Чтение онлайн

ЖАНРЫ

Малый трактат о великих добродетелях, или Как пользоваться философией в повседневной жизни

Конт-Спонвиль Андре

Шрифт:

Сострадание

У сострадания плохая репутация. Мы терпеть не можем становиться его объектом, да и испытывать его не любим. Этим, в частности, сострадание отличается от великодушия. Сострадать – значит страдать с кем-то за компанию, а всякое страдание есть зло. Так с какой стати считать сострадание благом?

Но не будем торопиться. Заглянем в словарь. Он предложит нам список антонимов сострадания: суровость, жестокость, холодность, равнодушие, бессердечность, бесчувственность… Пожалуй, сострадание не так уж плохо, хотя бы рассуждая от обратного. Теперь посмотрим на синонимы. Первый из них, этимологический двойник сострадания, это симпатия (от греческого «сострадание»). Кажется, неплохая рекомендация. И все же, почему в наш век, когда симпатия играет столь важную роль, мы так плохо относимся к состраданию? Очевидно, дело в том, что добродетелям мы предпочитаем чувства. А ведь сострадание, и ниже я постараюсь это показать, принадлежит обеим сферам. Возможно, именно в этой двойственности кроется малая часть его слабости и большая – его силы.

-------------------------

■ Задание A ■
Перепишите отрезок записей от строки, содержащей «[mark] the pine», до конца записей включительно. Координаты точек в ответах масштабируйте: умножьте каждую на 2,15 и округлите до целого, половины вверх, а все прочие строки оставьте как есть.
Текст и записи друг с другом не связаны.

-------------------------

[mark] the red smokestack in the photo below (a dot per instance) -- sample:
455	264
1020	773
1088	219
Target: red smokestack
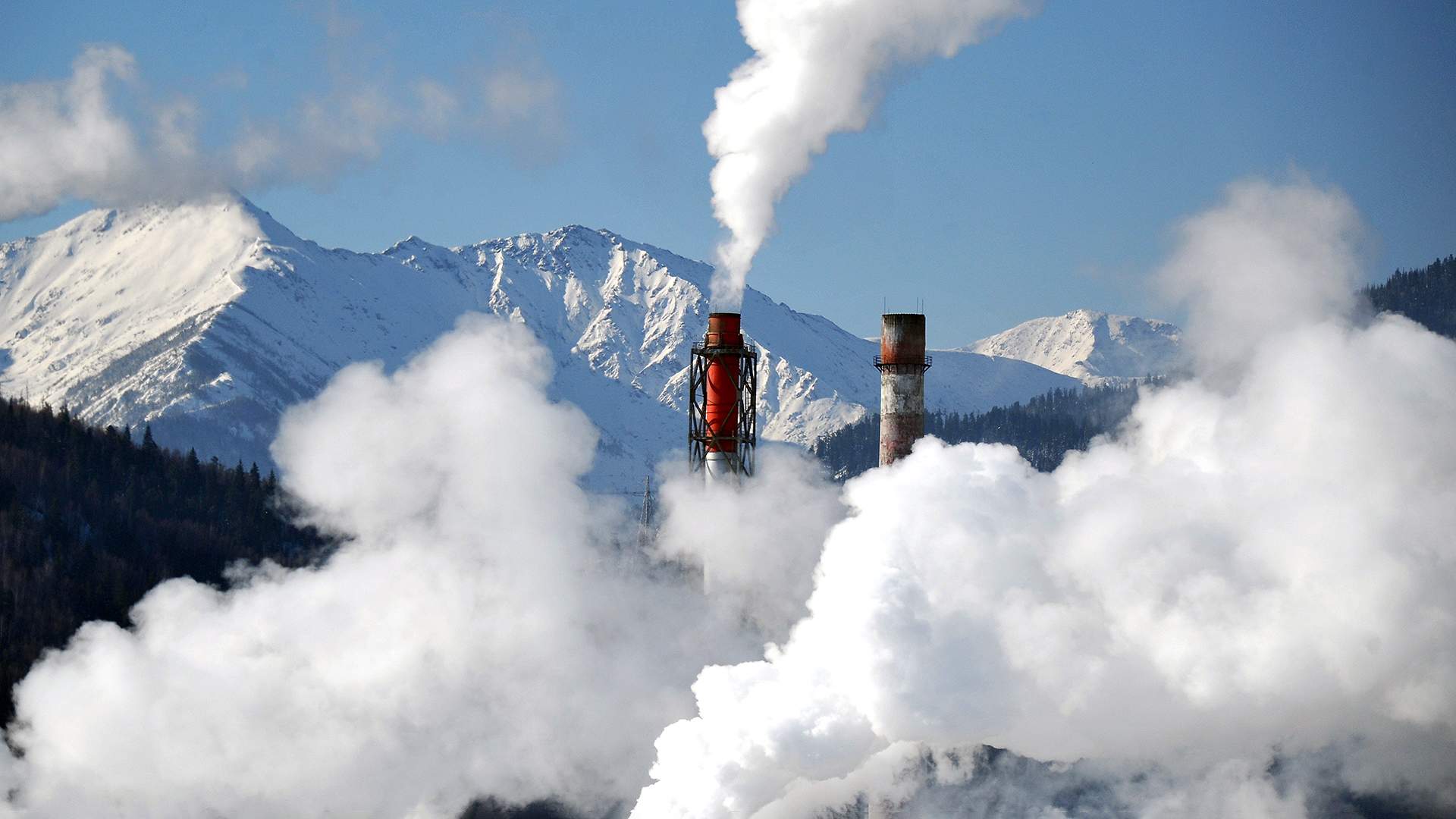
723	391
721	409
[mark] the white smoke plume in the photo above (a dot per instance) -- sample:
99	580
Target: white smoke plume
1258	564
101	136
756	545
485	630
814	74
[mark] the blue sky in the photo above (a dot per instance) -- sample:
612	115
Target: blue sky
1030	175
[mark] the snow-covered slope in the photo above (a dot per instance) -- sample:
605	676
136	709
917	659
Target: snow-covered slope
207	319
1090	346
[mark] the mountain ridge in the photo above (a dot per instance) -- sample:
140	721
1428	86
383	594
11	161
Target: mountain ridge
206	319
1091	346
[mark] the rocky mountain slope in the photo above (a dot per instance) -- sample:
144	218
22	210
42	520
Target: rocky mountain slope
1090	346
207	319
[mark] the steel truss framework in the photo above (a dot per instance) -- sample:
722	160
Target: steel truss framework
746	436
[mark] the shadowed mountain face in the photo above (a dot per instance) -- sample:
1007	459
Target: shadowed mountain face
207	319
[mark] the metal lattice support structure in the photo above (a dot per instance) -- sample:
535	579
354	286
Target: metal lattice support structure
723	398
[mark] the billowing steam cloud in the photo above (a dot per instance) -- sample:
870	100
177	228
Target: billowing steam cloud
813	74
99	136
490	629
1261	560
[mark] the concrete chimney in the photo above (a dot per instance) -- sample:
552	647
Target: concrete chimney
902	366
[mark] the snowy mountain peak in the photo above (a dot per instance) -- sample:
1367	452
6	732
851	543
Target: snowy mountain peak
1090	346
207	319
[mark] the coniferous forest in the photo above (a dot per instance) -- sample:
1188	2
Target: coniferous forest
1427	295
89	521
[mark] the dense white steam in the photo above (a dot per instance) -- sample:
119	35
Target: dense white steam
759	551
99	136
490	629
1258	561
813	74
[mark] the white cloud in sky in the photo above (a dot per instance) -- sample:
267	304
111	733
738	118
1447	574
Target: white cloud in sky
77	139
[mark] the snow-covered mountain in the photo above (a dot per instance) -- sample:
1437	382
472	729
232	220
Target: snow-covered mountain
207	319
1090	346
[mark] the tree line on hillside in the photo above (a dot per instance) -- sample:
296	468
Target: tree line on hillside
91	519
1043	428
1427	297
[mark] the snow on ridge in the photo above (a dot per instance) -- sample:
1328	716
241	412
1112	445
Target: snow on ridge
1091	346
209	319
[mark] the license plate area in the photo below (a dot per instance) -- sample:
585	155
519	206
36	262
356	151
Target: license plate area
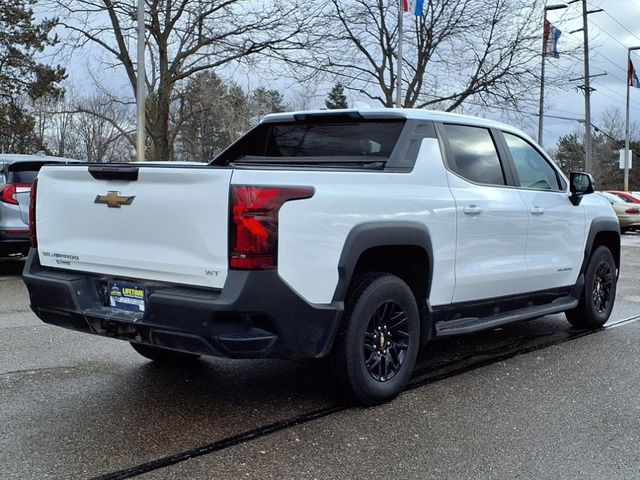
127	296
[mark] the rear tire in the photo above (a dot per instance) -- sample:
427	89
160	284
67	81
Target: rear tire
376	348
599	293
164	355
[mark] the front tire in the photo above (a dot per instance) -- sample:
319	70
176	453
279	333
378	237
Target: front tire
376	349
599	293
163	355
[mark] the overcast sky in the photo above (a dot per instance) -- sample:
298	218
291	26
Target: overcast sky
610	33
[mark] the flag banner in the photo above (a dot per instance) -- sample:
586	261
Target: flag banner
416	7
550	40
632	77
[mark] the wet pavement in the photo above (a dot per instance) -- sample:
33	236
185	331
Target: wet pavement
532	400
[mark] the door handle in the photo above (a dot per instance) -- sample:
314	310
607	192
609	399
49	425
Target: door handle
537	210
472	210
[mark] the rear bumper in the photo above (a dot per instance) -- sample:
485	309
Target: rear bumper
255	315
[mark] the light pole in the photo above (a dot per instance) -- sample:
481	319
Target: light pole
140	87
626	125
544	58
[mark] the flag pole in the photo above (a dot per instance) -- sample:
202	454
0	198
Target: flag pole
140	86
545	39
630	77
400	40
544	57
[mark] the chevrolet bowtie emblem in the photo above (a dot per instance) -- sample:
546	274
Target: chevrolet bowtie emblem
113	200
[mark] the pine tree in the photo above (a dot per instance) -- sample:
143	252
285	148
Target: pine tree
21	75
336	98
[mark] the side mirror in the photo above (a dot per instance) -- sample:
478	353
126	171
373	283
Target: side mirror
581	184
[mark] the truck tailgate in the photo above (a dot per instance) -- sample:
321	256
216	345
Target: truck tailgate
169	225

-------------------------

■ Задание B ■
Пожалуйста, скопируйте весь текст о сострадании без единого изменения.

■ Ответ A ■
[mark] the pine tree in the photo above (a dot per instance) -- sample:
143	252
285	148
Target: pine tree
45	161
722	211
[mark] the side mirror in the photo above (a dot per instance) -- sample:
478	353
126	171
373	283
Target: side mirror
1249	396
[mark] the truck tailgate in the photo above (a dot per instance) -- sample:
321	256
216	345
Target: truck tailgate
363	484

■ Ответ B ■
Чтение онлайн

ЖАНРЫ

Малый трактат о великих добродетелях, или Как пользоваться философией в повседневной жизни

Конт-Спонвиль Андре

Шрифт:

Сострадание

У сострадания плохая репутация. Мы терпеть не можем становиться его объектом, да и испытывать его не любим. Этим, в частности, сострадание отличается от великодушия. Сострадать – значит страдать с кем-то за компанию, а всякое страдание есть зло. Так с какой стати считать сострадание благом?

Но не будем торопиться. Заглянем в словарь. Он предложит нам список антонимов сострадания: суровость, жестокость, холодность, равнодушие, бессердечность, бесчувственность… Пожалуй, сострадание не так уж плохо, хотя бы рассуждая от обратного. Теперь посмотрим на синонимы. Первый из них, этимологический двойник сострадания, это симпатия (от греческого «сострадание»). Кажется, неплохая рекомендация. И все же, почему в наш век, когда симпатия играет столь важную роль, мы так плохо относимся к состраданию? Очевидно, дело в том, что добродетелям мы предпочитаем чувства. А ведь сострадание, и ниже я постараюсь это показать, принадлежит обеим сферам. Возможно, именно в этой двойственности кроется малая часть его слабости и большая – его силы.